• **Tasks for this exercise**
A – Using the passage on Sagara-area temples, explain why the Ganapathi temple is said to symbolize social harmony among the people of Sagara.
B – Write the next part of the passage on Sagara-area temples, starting after its final entry.

• **Selected excerpt**
---+---

The larger of the two temples is the Mallikarjuna Temple dedicated to the Mallikarjuna Shiva Linga in its only sanctum sanctorum. A highlight of this temple are the smooth looking lathe turned pillars inside. They seem to have such a fine finish despite the fact that the stones used don't appear to be the best quality soap stones that we witness at Belur or Belavadi. The main shikhara is of Kadamba Nagara style.

The Rameshwara Temple at Nadakalasi is less extravagant, but equally well decorated, and has, to its credit, a Sala slaying the lion statue next to its Shikhara. The main deity is the Rameshwara Linga, but it has been referred to as Sadashiva in the past.

Nadakalasi's closeness to Sagara hasn't still ensured its visibility on the tourist map, although, equally closer towns of Keladi and Ikkeri enjoy better recall among visitors.

- Varadamoola
Varadamoola is 6 km from Sagara City. River Varada originates at this place. Varada flows through the town of Banavasi before joining Tungabhadra.

- Shettisara
This place has a Shani temple and Laxminarayana Temple.

- Ganapathi temple
This temple is a unique feature of the scenic beauty of Sagara. It is situated beside the Ganapathi lake, where temple and mosque are together side by side. This symbolises social harmony among people of sagara.

---+---

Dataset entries
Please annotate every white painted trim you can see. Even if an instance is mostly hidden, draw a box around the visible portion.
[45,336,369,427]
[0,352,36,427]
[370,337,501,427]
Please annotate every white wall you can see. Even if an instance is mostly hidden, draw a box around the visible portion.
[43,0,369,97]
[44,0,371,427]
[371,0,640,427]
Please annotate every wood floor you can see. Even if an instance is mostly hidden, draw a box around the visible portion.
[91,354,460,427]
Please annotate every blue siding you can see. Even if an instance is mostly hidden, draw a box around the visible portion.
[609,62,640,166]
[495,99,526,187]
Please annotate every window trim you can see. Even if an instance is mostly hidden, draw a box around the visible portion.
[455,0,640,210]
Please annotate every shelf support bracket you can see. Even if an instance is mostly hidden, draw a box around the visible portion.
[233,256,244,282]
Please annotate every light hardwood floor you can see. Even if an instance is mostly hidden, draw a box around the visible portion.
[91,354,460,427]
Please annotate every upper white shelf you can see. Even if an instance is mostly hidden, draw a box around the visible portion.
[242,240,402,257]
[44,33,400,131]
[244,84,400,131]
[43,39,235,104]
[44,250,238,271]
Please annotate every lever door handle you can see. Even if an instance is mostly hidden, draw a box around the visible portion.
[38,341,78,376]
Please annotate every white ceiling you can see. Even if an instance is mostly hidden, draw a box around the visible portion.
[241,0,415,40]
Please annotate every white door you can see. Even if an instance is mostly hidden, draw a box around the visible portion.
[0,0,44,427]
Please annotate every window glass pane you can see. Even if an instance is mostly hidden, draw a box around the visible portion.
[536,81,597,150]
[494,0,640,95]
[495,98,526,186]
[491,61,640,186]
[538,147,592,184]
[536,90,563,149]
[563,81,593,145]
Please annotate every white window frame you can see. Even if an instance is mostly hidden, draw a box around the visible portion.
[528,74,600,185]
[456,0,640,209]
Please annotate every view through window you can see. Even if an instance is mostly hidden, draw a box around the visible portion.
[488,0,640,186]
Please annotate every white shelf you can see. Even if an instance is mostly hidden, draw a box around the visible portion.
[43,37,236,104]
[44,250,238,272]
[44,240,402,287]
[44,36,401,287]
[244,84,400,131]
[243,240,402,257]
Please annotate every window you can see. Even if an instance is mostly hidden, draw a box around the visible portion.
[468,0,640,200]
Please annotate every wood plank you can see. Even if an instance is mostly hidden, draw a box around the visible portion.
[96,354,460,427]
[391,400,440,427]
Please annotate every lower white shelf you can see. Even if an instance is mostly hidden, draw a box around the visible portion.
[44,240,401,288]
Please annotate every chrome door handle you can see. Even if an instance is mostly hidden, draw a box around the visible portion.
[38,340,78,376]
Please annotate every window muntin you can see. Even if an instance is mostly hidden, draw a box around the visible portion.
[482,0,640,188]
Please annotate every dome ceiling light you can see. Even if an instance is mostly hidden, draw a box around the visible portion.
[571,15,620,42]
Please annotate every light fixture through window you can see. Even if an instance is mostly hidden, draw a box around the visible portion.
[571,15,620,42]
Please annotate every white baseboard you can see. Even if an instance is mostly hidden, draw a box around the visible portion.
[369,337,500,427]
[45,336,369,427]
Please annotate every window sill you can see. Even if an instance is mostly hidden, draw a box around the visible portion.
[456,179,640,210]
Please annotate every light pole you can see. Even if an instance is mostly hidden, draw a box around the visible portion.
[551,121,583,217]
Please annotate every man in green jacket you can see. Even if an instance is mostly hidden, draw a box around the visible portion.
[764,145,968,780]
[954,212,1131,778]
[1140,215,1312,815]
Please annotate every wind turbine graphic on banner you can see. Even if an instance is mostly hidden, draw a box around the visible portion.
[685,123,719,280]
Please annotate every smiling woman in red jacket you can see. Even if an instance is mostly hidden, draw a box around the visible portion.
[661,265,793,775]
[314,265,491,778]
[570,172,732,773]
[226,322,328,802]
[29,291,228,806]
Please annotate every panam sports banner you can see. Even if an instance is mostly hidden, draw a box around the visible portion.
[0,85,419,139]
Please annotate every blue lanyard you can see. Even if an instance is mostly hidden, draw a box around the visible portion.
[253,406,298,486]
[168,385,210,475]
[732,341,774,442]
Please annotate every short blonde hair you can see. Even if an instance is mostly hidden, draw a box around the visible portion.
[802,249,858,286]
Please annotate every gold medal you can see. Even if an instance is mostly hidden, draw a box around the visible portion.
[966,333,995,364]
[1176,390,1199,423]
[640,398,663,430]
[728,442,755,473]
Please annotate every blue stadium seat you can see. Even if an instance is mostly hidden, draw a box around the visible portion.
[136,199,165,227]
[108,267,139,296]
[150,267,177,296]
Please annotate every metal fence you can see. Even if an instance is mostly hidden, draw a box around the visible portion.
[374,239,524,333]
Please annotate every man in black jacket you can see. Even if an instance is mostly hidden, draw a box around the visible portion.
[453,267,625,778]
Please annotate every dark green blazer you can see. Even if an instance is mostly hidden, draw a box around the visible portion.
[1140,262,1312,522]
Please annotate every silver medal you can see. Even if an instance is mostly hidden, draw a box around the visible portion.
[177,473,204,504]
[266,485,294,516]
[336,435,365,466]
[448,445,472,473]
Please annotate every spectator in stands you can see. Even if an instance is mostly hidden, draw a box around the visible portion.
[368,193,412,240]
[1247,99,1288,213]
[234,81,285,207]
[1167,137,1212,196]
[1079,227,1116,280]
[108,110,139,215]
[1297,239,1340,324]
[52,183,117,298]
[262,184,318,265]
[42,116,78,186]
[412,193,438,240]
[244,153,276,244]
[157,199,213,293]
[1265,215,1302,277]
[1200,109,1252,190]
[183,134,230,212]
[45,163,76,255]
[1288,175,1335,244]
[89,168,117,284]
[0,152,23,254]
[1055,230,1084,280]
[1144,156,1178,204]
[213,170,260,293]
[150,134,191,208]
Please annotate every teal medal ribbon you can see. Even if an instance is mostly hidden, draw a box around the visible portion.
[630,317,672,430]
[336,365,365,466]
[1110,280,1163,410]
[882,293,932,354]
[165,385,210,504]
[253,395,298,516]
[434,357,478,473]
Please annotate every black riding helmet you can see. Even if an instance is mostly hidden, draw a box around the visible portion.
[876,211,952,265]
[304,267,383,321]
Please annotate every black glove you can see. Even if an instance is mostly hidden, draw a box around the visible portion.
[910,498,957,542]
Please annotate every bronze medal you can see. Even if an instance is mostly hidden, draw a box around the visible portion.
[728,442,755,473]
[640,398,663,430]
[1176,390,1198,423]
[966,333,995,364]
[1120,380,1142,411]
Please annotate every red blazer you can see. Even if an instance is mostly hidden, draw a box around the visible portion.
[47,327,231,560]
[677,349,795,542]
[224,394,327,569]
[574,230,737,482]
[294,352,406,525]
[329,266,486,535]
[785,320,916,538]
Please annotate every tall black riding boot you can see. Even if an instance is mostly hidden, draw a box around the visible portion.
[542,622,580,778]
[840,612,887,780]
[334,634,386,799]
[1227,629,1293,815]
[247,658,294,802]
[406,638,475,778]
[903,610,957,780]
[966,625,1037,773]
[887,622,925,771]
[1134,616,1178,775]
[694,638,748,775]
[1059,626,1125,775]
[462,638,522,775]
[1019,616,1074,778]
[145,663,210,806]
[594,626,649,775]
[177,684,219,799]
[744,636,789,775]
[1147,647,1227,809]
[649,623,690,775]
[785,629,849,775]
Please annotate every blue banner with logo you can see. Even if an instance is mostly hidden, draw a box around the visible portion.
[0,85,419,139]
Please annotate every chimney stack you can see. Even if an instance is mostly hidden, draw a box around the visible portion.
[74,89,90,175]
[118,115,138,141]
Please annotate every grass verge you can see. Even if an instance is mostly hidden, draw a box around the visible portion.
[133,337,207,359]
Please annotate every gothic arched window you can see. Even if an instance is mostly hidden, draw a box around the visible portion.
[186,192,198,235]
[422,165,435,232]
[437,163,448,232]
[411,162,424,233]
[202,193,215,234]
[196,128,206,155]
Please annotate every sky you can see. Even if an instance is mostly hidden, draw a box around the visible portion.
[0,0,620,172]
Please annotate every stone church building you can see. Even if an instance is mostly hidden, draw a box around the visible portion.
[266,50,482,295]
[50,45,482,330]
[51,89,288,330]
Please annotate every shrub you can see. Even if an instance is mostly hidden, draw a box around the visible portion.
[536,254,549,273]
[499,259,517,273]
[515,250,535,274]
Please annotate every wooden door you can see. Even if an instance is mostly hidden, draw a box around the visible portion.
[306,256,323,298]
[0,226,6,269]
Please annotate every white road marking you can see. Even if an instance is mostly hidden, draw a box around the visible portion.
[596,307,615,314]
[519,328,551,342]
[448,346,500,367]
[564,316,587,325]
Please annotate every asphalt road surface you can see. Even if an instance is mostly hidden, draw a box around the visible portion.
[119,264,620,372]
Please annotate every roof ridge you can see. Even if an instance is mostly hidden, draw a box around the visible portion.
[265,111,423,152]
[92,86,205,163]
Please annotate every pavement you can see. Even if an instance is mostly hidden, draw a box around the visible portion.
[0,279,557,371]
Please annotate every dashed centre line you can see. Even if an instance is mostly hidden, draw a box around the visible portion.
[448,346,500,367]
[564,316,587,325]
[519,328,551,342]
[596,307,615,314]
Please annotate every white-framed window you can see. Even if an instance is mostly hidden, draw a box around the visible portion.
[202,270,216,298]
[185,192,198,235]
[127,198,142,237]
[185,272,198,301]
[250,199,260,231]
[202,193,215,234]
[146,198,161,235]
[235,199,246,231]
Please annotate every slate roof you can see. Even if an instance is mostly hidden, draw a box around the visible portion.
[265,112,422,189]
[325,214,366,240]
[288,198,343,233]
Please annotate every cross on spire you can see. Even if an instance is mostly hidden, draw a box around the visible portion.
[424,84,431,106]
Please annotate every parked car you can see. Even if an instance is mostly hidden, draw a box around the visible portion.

---+---

• **Answers per task**
A – The Ganapathi temple stands beside the Ganapathi lake, and a mosque stands right next to it. Because the temple and the mosque are together side by side, the passage says the site symbolizes social harmony among the people of Sagara.

B –
- St Joseph's Church

==Major roads passing through Sagara taluk==

- National Highways:
  - NH-69 (NH-206 as per old national highway numbering system) Bengaluru -Honnavar road.
- State Highways:
  - SH-50 passes through Jog, Mavinagundi, Siddapur, Chandragutti, Sorab.
  - SH-62 passes through Siralakoppa and Sagar.
  - SH-77 passes through Sorab, Masur, Sagar, Hosanagar.

==Rare disorders==
=== Handigodu syndrome ===
Handigodu joint disease (HJD) is a familial skeletal disorder. Handigodu, near Sagara is one of only two places in the world where this disorder is to be found – the other being northern Zululand, South Africa. Severe precocious, progressive degenerative osteoarthropathy causes marked physical handicap by adulthood. The clinical and radiological manifestations are very similar to MJD (Mseleni joint disease) and they are sometimes believed to be the same entity.

=== Kyasanur Forest disease ===
Kyasanur Forest disease, also known as Monkey Disease is a rare endemic tick-borne viral haemorrhagic fever which was first noticed in the Kattinakere village, near Sorab which is in the Kyasanur forest range.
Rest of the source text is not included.